### Consigne à suivre
Prolongez le texte sur la modernité en reprenant juste après sa dernière phrase.

=== Extrait cité ===

C’est ce schéma que la modernité moderne entend faire exploser : le monde moderne ne peut naître que de la destruction bruyante et affirmée des formes anciennes, sociales ou culturelles, à l’image des zélotes qui mettaient en morceaux la statue de Jupiter et faisaient étalage en grande pompe de ses membres déchiquetés (Paul Claudel).

Aujourd’hui, la modernité se veut une « destruction créatrice » : tissons le linceul du vieux monde pour que le nouveau jaillisse.

Ainsi la transformation des relations familiales se décrit comme la mise en accusation du patriarcat. Famille, je vous hais, écrivait André Gide. Il ne croyait pas si bien dire. Aujourd’hui, les écrivains déchirent leur famille : les fils accusent leur père ; les filles maudissent leurs mères. L’inceste, les violences font les succès de librairie.

=== Informations fournies ===

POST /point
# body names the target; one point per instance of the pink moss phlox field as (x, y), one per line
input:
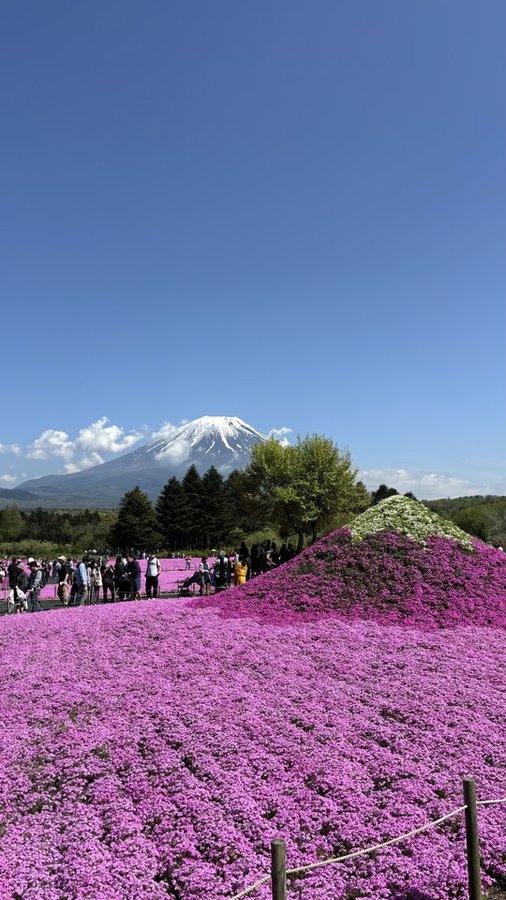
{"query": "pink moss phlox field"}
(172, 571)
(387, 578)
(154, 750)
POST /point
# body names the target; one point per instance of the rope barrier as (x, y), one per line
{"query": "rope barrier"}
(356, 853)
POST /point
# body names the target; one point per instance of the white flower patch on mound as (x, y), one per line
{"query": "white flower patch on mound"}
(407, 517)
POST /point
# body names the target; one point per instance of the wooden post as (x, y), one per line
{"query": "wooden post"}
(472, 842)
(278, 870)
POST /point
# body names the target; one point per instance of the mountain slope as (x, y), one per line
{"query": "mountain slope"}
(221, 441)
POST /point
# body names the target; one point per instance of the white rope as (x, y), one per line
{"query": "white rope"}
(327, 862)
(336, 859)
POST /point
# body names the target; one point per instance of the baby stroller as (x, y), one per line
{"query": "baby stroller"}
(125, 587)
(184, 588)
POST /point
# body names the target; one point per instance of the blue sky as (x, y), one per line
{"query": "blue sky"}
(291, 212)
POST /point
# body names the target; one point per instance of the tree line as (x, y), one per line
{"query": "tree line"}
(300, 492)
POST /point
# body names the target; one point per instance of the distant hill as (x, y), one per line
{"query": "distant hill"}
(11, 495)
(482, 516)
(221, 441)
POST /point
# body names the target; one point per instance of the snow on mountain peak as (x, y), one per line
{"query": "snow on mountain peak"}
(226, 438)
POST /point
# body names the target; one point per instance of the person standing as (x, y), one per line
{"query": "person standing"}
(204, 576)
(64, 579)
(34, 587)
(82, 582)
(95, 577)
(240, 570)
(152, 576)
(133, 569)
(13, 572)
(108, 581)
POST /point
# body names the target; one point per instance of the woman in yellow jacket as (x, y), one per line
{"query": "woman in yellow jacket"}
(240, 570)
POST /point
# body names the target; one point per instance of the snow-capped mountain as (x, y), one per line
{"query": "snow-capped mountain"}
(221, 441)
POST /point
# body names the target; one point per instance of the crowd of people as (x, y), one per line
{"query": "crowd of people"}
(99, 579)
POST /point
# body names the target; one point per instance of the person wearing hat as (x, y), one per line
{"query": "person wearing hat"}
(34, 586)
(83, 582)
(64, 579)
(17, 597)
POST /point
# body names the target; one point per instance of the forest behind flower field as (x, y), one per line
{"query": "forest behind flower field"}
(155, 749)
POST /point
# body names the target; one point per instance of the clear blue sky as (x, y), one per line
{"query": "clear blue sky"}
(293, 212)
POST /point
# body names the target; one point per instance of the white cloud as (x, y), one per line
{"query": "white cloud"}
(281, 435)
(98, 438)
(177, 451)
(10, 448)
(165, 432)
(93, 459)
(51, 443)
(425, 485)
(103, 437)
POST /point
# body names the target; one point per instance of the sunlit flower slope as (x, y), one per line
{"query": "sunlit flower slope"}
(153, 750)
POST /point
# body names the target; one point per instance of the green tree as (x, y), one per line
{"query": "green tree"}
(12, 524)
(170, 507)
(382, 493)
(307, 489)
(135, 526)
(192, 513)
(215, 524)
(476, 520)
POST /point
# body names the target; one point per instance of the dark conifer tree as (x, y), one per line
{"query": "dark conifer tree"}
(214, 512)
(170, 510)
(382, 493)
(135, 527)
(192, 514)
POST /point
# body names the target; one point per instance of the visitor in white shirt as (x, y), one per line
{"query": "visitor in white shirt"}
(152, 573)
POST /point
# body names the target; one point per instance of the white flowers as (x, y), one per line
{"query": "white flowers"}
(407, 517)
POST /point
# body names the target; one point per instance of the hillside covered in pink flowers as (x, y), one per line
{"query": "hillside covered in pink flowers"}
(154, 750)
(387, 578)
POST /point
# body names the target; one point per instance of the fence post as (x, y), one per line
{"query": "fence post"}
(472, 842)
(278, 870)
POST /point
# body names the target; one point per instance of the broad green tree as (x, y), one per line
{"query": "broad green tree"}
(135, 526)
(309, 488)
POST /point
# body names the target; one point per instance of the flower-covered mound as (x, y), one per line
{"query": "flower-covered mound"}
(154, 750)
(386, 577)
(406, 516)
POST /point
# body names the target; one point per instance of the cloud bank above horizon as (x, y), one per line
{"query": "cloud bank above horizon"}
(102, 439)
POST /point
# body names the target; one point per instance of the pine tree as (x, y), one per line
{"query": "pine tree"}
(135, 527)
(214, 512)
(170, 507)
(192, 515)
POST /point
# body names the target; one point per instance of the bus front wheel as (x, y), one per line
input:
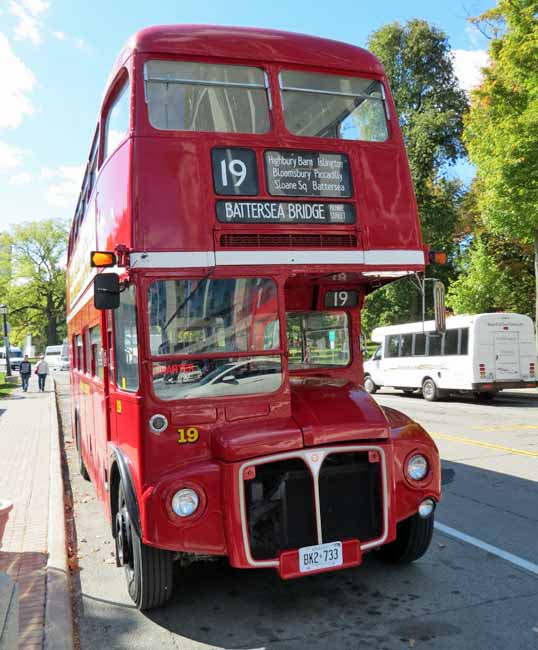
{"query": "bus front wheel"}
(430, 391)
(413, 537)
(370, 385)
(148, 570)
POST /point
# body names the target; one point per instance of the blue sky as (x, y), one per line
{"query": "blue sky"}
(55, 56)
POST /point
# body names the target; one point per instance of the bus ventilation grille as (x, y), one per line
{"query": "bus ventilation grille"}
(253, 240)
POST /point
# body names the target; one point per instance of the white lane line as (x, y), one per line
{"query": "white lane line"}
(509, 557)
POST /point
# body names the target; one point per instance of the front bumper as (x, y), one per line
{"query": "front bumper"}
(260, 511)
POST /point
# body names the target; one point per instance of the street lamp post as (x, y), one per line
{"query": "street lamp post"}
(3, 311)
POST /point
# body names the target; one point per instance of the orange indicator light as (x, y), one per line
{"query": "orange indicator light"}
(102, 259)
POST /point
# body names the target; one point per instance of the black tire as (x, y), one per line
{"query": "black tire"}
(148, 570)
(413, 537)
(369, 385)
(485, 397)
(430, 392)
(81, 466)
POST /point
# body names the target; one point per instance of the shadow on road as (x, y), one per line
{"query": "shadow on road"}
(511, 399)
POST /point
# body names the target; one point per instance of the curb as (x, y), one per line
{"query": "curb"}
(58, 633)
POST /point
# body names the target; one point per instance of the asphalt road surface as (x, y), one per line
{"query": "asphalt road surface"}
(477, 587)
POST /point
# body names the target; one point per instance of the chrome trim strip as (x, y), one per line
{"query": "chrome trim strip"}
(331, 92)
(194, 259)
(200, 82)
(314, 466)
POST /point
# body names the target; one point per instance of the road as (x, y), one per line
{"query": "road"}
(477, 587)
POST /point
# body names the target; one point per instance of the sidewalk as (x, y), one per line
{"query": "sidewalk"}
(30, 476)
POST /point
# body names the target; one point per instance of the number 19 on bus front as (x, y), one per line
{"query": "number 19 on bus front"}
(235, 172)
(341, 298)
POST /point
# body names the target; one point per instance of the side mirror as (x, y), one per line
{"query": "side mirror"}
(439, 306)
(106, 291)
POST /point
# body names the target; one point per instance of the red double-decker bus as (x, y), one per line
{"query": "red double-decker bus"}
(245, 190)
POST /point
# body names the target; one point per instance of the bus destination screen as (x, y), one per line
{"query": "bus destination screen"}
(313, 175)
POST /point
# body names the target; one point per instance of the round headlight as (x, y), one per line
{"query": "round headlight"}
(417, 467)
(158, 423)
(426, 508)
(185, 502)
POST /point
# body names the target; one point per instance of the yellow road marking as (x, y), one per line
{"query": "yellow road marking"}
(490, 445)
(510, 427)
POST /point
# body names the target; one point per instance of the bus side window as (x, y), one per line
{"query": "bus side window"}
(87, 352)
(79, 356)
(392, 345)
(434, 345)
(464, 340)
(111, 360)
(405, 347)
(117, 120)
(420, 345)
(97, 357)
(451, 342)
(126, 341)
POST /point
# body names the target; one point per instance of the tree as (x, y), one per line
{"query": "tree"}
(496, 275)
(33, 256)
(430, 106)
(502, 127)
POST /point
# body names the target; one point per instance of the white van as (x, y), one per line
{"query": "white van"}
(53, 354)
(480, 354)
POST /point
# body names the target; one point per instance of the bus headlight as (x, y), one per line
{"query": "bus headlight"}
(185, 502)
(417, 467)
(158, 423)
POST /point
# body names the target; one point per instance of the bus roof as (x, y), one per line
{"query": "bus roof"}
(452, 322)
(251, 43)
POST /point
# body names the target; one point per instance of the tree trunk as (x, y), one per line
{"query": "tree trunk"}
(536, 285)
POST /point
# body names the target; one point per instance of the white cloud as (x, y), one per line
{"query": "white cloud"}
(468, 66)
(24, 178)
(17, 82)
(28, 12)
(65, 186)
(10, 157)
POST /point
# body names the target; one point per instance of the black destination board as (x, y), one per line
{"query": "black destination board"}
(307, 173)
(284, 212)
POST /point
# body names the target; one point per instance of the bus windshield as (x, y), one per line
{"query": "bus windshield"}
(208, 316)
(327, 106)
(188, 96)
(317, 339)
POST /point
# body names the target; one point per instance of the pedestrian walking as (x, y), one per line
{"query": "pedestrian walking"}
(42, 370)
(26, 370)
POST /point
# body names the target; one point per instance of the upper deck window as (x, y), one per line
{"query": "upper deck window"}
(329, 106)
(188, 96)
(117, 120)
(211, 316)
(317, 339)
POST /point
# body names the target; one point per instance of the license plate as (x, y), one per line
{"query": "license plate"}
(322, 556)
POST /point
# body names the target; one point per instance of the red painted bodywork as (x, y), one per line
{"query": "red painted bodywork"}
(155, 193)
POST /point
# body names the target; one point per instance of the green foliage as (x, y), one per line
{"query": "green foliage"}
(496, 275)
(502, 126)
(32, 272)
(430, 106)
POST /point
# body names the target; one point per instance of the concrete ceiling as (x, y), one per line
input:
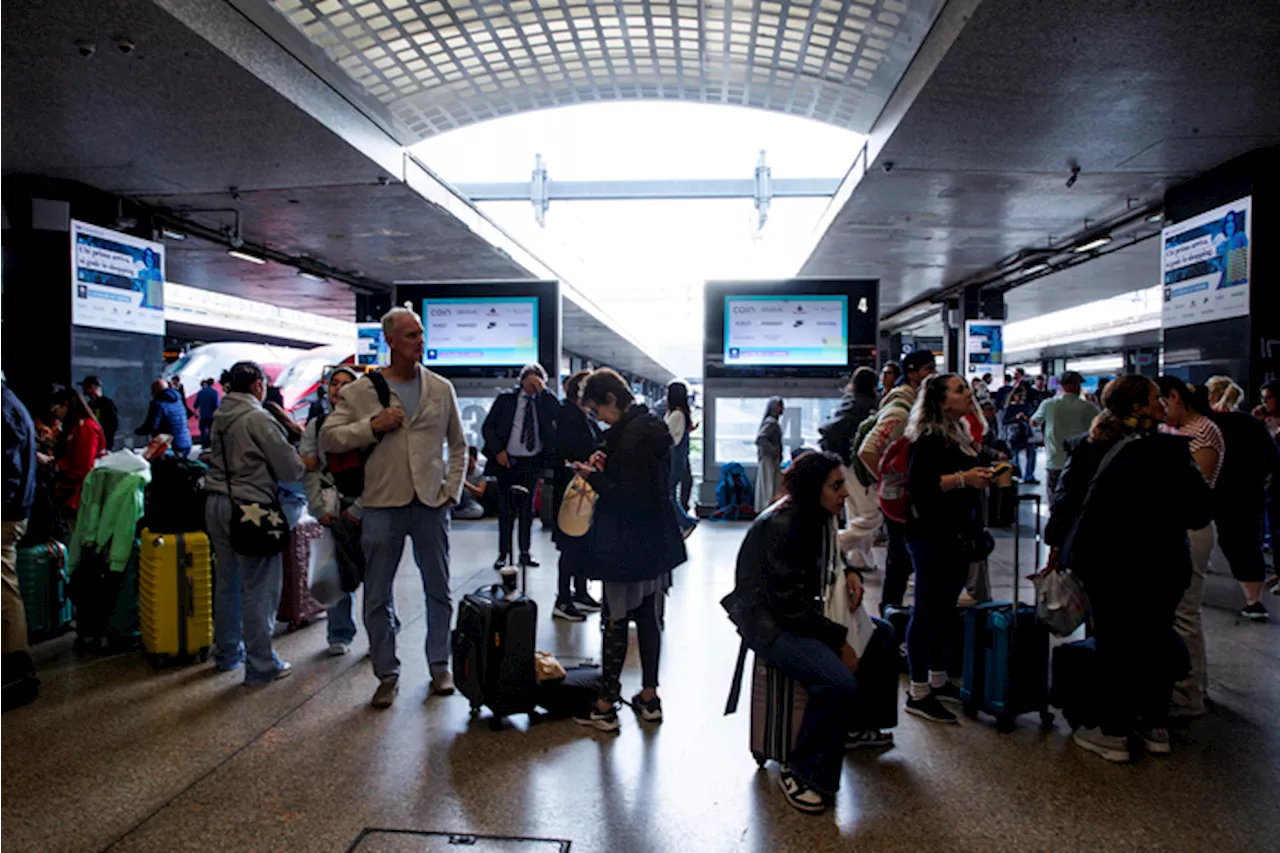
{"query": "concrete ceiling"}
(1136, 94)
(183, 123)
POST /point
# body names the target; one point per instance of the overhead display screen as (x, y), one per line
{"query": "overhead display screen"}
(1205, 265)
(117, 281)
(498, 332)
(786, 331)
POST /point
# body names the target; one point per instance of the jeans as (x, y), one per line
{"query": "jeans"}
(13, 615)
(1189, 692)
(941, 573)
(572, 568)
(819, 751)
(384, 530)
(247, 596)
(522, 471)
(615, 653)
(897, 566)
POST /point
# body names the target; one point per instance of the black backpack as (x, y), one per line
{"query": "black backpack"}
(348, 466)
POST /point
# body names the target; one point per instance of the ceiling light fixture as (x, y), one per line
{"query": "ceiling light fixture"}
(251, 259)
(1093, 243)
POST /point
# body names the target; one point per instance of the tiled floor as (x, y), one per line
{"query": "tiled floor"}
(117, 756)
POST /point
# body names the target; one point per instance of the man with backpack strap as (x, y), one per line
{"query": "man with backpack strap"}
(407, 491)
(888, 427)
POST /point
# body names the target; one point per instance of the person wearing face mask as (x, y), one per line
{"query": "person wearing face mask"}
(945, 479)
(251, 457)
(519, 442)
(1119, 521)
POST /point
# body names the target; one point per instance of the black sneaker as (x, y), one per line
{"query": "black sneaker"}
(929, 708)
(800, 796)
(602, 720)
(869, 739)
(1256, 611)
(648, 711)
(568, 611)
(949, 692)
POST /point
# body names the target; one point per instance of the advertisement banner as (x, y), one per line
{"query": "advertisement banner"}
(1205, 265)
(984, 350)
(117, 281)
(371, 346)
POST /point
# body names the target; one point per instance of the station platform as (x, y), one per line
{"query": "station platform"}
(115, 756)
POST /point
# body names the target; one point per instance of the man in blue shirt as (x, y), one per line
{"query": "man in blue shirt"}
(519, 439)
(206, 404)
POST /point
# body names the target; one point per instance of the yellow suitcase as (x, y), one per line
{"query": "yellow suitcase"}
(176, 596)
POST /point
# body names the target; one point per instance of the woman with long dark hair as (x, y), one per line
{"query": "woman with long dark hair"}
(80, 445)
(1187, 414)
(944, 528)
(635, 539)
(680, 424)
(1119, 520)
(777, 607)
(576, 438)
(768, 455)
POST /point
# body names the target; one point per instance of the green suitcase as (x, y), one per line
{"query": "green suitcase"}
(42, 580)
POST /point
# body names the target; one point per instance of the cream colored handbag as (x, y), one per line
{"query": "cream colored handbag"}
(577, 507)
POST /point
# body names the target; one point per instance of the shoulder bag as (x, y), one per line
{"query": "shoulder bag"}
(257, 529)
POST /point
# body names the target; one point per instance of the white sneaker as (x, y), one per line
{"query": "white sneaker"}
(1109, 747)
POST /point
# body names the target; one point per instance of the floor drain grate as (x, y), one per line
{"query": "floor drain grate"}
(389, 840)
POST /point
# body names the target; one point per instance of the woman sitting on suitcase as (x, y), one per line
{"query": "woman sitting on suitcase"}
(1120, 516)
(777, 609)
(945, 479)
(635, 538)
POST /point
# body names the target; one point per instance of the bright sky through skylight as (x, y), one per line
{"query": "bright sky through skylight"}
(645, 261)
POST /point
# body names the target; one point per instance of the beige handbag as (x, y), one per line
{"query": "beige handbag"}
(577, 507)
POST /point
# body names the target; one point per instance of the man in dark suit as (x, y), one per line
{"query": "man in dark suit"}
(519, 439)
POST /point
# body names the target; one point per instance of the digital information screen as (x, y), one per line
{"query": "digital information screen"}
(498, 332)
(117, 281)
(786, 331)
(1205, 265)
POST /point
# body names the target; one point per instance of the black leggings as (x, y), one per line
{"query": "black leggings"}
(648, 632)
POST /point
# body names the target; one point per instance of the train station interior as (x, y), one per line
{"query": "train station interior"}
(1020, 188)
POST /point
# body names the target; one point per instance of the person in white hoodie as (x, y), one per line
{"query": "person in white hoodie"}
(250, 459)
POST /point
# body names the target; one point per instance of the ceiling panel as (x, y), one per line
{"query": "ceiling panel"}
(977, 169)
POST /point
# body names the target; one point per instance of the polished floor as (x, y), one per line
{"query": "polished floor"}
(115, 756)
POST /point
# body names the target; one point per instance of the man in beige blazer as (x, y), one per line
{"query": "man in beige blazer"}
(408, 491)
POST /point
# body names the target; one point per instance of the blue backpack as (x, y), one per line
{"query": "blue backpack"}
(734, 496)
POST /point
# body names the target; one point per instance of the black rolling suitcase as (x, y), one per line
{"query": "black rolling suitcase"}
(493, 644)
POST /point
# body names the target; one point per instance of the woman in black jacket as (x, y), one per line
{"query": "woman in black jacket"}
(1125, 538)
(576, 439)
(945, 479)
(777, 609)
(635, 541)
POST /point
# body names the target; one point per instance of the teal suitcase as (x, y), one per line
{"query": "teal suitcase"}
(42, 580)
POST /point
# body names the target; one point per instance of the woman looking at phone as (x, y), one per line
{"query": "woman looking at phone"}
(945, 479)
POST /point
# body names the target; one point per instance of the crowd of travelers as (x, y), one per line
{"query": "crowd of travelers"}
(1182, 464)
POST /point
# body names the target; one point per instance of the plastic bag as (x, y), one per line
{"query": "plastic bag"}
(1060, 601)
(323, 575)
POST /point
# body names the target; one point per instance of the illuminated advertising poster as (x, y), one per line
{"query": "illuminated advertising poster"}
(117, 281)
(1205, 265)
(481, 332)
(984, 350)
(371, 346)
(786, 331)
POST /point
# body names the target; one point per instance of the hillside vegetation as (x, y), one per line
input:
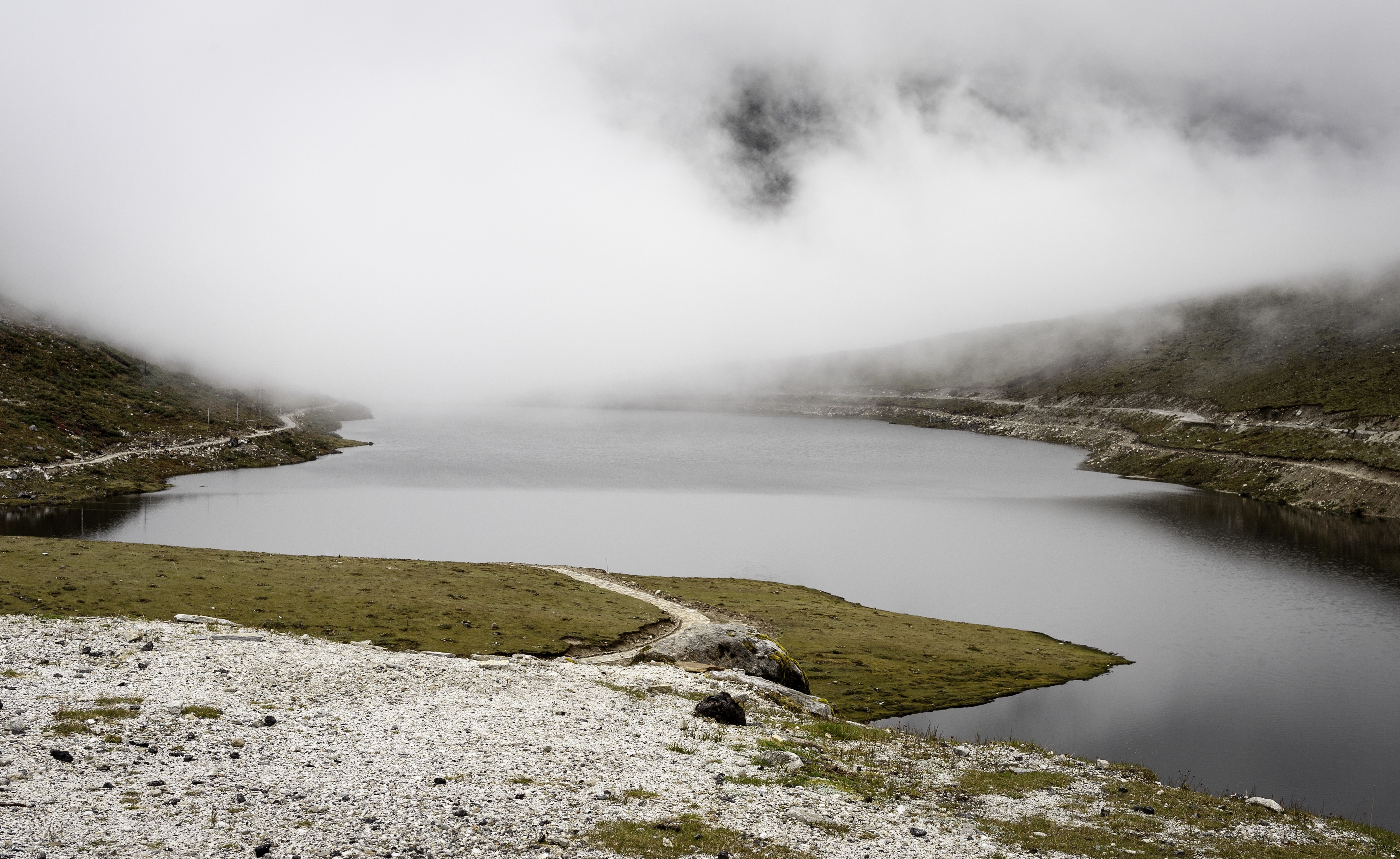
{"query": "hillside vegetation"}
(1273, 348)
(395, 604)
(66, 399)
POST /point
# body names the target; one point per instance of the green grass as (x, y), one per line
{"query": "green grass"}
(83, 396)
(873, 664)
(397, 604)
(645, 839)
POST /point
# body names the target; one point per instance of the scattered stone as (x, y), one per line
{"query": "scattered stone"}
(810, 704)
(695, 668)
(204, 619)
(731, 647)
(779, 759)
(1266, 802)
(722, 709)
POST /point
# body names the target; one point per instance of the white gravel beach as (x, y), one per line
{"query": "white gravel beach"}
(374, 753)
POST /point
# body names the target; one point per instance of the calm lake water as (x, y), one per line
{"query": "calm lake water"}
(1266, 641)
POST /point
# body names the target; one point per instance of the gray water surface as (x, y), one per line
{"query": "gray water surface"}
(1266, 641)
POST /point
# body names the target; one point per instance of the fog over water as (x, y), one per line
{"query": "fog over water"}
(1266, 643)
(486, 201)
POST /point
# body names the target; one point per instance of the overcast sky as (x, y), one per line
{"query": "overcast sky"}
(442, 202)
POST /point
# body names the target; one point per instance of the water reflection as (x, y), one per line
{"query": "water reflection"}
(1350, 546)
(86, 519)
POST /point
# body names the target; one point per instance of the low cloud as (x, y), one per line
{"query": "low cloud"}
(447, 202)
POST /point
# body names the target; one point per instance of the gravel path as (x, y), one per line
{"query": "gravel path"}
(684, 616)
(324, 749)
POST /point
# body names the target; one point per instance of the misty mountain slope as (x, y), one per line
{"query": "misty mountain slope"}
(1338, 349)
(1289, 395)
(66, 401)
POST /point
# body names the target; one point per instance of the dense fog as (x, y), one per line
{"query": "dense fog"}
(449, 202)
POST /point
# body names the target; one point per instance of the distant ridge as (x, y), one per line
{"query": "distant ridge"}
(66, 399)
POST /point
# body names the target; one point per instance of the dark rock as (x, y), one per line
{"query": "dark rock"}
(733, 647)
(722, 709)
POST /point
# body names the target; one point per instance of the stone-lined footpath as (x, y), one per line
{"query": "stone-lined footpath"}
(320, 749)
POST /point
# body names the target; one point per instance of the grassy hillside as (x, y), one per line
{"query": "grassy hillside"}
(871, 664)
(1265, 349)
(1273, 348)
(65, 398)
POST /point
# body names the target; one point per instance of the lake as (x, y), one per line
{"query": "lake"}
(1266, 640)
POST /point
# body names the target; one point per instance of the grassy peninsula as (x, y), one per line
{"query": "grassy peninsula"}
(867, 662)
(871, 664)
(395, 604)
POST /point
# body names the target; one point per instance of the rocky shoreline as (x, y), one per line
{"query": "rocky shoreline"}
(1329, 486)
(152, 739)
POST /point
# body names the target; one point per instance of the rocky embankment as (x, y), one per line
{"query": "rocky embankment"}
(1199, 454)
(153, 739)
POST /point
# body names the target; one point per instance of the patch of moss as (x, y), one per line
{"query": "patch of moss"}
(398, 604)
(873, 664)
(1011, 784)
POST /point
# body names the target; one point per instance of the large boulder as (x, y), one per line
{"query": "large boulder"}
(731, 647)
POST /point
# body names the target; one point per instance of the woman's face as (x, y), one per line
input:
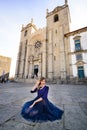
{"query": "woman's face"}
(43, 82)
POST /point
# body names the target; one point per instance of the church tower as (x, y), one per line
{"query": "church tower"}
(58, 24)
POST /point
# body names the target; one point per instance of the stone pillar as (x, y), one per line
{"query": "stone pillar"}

===

### Réponse attendue
Le blasphème est à l’honneur. Le sacrilège est ordinaire. On brûle des drapeaux. On pend des effigies d’hommes politiques.

L’histoire elle-même est déconstruite ; le centralisme blanc ou occidental mis en accusation ; les statues de « grands hommes » déboulonnées. Le patriotisme est considéré comme  un aveuglement meurtrier. La notion d’identité s’efface devant la défense universelle des droits de l’homme.

L’art ancien est déconsidéré : Le Corbusier disait que Rome est un musée des horreurs. Pierre Boulez a longtemps refusé de diriger la musique française du XIX° siècle ! Un professeur d’histoire de l’art de Harvard renonce à enseigner l’art occidental !

La “déconstruction” se définit par ce qu’elle détruit ou ce qu’elle conteste et non par ce qu’elle prétend bâtir : elle se veut  antilibéralisme, antihumanisme, antiracisme, antisexisme… La modernité réside dorénavant dans la destruction des anciennes structures, l’explosion des modes de pensée, le refus systématique de toute contrainte. D’où un sentiment de dés-ordre et de violence.

 La modernité conçue comme une provocation est également une dimension récente.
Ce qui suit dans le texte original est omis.